Material provided
^^^^

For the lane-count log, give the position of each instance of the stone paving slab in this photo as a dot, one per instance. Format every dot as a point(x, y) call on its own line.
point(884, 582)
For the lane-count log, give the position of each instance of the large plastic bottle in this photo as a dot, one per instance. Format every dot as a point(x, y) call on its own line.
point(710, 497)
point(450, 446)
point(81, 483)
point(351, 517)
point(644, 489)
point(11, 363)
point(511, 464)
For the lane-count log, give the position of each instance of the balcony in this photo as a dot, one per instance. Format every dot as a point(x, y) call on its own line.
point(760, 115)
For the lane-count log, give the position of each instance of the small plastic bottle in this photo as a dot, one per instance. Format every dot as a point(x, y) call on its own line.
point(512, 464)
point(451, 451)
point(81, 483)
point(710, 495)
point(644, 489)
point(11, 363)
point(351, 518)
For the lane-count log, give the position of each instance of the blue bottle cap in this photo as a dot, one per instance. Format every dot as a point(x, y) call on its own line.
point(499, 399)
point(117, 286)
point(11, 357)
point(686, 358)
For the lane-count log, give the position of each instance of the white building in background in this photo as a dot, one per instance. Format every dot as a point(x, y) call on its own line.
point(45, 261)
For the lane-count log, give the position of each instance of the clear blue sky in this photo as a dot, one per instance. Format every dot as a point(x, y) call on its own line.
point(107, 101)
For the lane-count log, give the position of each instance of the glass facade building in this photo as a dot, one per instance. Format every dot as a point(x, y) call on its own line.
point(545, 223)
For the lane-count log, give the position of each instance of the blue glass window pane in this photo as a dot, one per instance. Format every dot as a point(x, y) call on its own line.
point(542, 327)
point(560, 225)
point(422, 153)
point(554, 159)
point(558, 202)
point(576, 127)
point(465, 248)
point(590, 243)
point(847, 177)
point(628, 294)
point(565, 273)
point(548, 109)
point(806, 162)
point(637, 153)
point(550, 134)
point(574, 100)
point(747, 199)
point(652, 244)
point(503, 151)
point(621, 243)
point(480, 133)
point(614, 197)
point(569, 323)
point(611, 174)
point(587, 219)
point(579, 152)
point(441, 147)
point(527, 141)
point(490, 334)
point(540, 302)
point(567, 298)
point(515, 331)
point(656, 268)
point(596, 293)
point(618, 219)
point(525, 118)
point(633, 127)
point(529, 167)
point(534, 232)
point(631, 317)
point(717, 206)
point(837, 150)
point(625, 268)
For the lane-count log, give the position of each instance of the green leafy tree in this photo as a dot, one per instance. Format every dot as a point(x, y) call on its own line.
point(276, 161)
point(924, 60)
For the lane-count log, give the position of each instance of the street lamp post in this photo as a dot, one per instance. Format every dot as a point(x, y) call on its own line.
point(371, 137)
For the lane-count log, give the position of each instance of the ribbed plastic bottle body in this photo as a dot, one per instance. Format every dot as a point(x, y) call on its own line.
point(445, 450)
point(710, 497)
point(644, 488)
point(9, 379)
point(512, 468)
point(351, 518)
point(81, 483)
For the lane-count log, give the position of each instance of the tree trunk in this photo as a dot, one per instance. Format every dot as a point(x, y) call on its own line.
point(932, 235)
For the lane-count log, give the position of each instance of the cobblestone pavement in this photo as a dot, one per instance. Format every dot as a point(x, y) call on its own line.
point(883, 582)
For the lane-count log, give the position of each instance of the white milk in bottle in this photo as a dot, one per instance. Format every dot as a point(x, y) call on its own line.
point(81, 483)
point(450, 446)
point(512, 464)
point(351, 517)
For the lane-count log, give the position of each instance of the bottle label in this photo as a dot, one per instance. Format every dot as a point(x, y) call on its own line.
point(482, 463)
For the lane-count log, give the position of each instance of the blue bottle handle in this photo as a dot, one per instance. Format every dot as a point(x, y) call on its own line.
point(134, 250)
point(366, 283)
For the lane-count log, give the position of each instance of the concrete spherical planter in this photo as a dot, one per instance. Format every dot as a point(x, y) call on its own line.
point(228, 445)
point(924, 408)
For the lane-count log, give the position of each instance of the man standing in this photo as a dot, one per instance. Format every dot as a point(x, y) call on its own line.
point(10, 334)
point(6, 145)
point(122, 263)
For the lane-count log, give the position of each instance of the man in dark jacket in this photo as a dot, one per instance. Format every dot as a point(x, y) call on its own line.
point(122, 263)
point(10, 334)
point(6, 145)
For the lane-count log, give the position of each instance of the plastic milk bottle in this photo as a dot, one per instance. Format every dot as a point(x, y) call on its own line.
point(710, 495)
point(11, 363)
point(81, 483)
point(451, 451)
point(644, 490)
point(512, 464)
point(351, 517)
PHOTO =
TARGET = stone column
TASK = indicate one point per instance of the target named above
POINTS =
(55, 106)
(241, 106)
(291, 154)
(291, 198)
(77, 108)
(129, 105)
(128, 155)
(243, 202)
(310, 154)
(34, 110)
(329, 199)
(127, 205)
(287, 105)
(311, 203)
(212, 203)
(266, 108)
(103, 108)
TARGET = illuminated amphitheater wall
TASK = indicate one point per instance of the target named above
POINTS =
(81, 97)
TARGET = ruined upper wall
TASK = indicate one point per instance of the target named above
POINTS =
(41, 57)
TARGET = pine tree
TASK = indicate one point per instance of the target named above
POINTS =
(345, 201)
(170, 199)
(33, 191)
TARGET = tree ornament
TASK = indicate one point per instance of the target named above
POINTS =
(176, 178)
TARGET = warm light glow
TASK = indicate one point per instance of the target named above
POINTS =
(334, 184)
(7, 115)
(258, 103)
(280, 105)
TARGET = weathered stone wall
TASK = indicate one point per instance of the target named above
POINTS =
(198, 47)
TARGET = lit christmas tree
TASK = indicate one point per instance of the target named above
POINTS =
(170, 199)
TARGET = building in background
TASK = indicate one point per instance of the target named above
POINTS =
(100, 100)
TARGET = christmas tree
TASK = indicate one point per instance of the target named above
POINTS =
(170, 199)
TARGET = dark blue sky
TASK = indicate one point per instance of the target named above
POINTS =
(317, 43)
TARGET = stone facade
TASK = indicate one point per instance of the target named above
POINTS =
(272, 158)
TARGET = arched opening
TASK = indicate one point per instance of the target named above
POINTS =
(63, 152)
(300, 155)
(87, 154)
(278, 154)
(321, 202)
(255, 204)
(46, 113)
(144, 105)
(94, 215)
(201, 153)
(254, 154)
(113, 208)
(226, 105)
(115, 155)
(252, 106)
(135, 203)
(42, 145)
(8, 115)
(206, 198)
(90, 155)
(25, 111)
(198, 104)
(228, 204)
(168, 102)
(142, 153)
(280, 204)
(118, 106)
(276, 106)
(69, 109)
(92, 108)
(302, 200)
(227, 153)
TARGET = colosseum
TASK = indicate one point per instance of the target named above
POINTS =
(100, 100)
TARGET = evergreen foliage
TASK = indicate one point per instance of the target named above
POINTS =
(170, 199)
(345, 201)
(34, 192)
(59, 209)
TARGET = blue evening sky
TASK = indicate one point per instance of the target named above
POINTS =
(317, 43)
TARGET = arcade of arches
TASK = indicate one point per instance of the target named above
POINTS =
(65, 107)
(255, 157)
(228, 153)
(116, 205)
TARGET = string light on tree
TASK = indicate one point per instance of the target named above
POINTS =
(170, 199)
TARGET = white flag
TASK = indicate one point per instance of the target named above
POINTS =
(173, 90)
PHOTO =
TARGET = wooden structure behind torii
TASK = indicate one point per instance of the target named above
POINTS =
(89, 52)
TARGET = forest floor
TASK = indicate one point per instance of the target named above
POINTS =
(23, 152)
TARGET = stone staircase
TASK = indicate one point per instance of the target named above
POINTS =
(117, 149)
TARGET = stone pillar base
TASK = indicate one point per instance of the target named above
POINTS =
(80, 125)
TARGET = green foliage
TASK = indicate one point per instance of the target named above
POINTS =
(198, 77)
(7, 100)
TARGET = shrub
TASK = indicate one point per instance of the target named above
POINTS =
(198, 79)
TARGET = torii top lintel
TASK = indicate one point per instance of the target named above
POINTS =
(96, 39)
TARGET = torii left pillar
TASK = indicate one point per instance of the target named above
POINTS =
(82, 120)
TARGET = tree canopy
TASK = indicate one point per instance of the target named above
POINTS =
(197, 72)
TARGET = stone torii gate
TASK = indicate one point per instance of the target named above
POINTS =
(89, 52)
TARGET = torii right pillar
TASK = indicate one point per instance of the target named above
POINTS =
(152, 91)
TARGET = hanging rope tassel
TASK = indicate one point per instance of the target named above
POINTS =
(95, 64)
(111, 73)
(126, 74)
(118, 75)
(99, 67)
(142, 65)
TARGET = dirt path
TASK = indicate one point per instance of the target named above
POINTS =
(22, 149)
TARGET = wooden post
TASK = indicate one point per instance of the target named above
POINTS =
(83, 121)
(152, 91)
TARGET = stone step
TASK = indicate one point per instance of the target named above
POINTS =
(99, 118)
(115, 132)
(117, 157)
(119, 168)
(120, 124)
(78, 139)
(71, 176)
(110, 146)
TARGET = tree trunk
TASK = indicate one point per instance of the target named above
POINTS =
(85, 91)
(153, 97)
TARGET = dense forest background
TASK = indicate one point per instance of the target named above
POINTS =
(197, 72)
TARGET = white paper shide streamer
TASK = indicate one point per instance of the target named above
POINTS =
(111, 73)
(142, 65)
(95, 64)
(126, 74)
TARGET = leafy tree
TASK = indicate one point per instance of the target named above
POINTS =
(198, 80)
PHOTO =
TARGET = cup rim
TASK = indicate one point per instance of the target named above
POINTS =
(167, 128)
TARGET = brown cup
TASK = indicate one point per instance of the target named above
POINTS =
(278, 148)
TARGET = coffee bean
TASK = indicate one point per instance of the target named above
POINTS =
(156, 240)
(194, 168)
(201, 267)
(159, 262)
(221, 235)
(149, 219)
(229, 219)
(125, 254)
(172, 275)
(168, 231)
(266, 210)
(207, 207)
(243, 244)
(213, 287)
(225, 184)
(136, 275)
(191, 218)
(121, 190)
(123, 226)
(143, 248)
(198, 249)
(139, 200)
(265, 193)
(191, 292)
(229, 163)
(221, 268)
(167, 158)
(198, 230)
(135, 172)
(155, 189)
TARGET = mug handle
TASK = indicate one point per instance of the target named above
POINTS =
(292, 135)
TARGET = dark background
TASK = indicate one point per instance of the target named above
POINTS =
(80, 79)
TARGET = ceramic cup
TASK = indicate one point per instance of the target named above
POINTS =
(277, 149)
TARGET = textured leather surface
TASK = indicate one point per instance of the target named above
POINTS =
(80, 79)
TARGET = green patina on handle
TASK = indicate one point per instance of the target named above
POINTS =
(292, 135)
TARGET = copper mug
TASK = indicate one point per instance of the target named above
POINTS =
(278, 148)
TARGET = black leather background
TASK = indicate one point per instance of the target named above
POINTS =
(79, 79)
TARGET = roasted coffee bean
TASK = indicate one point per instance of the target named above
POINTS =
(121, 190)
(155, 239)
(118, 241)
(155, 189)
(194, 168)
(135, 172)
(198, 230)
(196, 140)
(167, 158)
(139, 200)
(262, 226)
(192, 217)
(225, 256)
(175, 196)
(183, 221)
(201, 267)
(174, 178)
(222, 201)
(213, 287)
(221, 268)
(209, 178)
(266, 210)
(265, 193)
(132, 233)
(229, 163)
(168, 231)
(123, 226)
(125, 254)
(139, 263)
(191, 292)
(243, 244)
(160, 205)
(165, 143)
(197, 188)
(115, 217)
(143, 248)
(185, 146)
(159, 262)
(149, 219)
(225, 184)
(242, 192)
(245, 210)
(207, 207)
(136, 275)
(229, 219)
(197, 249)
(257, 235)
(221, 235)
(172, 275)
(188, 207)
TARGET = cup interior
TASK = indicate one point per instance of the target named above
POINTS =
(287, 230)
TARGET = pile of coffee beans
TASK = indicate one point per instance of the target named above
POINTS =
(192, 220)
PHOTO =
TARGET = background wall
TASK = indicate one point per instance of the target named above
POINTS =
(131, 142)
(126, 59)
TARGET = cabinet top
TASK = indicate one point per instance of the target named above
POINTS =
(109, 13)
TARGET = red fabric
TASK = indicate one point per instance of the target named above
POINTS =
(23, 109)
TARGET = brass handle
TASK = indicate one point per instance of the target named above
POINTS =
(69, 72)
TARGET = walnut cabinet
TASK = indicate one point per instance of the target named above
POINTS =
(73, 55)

^^^^

What you need to do
Within the listing above, each line containing "wooden" is counted once; report the total and nothing else.

Result of the task
2